# [Set problem]
Using the records below, copy out exactly the line that contains "Question. Locate the black hoodie" and every line that follows it, up to and including the last, and no others.
-------------------------
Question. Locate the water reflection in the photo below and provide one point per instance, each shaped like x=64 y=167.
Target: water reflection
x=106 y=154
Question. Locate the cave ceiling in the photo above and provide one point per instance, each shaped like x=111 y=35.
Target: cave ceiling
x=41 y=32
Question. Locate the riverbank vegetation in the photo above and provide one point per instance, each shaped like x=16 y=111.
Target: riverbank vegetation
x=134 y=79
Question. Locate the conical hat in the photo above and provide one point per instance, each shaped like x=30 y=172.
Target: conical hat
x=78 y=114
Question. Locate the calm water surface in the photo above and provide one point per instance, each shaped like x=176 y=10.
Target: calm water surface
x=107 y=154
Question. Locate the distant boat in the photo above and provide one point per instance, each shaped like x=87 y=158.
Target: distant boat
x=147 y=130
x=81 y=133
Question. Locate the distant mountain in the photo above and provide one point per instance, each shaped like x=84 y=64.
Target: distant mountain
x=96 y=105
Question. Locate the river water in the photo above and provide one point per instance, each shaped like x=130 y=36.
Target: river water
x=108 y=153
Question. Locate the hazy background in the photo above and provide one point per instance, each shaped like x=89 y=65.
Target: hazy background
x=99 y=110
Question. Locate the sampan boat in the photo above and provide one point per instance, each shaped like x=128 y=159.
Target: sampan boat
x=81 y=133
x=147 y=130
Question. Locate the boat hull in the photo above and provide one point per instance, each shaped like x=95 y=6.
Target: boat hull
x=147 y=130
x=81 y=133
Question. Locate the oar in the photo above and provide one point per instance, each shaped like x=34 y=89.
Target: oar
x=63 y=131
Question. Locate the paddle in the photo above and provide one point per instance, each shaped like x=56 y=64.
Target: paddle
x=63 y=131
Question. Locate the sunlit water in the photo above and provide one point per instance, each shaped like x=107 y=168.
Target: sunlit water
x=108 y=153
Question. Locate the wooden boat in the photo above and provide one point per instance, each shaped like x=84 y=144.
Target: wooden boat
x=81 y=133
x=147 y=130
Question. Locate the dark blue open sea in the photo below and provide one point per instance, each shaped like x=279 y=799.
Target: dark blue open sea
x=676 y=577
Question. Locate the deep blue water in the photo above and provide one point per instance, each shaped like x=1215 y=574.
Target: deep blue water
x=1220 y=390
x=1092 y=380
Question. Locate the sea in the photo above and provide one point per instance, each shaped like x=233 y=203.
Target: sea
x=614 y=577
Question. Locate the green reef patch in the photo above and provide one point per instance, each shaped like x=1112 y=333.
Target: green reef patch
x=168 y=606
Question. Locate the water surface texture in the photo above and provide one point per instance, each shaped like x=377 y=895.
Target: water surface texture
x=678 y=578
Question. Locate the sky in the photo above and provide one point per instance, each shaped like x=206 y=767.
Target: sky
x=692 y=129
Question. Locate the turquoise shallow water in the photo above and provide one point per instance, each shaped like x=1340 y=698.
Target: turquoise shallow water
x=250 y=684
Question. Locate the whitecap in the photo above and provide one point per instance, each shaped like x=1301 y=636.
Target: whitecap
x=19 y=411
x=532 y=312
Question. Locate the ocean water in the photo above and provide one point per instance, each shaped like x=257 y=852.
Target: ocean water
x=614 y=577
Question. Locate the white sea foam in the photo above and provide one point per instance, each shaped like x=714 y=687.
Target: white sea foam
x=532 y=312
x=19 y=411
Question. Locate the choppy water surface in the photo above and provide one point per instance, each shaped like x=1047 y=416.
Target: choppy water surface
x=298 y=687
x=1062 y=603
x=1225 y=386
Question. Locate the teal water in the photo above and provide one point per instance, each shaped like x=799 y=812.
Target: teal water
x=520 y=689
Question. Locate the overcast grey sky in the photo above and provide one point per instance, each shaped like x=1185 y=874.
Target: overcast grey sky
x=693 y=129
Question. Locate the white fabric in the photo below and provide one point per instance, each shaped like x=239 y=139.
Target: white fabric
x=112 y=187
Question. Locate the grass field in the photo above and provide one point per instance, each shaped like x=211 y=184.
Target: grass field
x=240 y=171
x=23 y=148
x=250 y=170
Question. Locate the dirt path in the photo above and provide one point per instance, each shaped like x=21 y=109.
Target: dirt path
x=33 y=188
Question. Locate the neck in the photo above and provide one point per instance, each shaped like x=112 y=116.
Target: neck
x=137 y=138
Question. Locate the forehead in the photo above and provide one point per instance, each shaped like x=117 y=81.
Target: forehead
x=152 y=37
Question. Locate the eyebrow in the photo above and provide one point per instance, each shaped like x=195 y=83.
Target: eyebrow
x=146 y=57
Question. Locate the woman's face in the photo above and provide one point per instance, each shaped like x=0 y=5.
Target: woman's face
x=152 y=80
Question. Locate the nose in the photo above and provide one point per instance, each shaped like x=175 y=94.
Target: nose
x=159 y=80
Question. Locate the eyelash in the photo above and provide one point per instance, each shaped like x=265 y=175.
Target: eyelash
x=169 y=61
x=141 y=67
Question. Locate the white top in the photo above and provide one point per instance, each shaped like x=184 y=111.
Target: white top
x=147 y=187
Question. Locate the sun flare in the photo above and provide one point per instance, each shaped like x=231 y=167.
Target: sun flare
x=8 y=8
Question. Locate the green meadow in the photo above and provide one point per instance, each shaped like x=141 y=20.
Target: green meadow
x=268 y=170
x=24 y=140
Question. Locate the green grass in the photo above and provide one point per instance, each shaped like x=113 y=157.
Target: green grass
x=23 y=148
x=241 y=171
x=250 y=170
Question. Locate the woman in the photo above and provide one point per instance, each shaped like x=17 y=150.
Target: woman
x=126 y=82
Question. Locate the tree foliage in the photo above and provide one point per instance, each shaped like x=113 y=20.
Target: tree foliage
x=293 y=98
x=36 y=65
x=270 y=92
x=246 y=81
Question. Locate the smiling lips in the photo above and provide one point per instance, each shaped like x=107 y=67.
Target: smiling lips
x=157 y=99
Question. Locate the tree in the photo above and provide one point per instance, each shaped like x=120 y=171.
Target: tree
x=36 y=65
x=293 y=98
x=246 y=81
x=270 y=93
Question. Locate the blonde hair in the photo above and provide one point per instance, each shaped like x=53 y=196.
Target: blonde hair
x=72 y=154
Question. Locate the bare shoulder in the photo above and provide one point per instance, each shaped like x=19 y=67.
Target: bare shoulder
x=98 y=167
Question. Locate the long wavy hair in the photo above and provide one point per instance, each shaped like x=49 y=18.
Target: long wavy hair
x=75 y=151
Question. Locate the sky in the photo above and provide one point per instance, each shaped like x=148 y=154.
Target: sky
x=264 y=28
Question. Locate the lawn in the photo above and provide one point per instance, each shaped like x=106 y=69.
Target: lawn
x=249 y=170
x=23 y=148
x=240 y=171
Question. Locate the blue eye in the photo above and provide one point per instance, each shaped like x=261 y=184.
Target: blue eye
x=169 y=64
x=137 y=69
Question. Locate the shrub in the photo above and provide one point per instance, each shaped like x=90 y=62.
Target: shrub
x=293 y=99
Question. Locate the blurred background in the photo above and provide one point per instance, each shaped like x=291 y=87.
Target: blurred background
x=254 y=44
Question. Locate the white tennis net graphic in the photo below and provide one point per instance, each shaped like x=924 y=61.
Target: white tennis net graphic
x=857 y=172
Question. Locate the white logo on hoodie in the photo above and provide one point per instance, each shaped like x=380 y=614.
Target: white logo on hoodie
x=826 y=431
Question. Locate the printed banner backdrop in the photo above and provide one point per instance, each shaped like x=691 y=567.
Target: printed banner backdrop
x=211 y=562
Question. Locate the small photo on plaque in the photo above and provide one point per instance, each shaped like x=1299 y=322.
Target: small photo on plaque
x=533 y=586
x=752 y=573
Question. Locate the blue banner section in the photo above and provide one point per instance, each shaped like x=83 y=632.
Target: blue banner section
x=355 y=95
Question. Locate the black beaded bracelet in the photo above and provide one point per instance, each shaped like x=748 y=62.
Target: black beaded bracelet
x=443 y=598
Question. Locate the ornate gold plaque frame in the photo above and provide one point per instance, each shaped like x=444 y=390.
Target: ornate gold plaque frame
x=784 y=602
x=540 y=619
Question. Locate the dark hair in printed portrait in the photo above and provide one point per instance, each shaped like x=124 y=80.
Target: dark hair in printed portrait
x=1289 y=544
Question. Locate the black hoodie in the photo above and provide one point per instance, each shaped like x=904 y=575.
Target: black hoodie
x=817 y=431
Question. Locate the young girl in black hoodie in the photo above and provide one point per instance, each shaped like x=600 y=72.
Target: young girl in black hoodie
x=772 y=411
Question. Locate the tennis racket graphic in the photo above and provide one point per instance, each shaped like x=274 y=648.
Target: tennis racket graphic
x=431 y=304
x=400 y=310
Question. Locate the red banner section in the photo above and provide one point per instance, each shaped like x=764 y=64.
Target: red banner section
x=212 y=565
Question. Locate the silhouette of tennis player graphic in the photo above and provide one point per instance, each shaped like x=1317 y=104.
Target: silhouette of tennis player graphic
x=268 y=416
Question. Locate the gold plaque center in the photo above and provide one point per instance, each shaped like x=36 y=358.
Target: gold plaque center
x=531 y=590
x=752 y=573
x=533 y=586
-------------------------
# [Answer to this exercise]
Question. Locate the black hoodie in the photo above and provide one point per instance, each shaped like x=904 y=575.
Target: black hoodie
x=817 y=431
Question. Locate the young girl in black hoodie in the photo above and provide one point per instance, each shaped like x=600 y=72.
Target: young girl in black hoodie
x=772 y=411
Question. Locate the tennis racket graphic in the photo above and provide one point per instance, each shaped like x=274 y=648.
Target: tennis racket graphic
x=431 y=304
x=400 y=310
Question. Locate the red banner section in the photo above and provide one point per instance, each shaped like x=764 y=64.
Target: red banner section
x=212 y=565
Question. Locate the silhouette of tennis player graphic in the photo above and provide one point per instance, each shaped like x=1317 y=104.
Target: silhouette of tennis player graphic
x=268 y=416
Question. Locate the gold plaque center in the photo above and provide one point per instance, each shaped like x=36 y=358.
Target: gold plaque center
x=531 y=590
x=752 y=573
x=533 y=586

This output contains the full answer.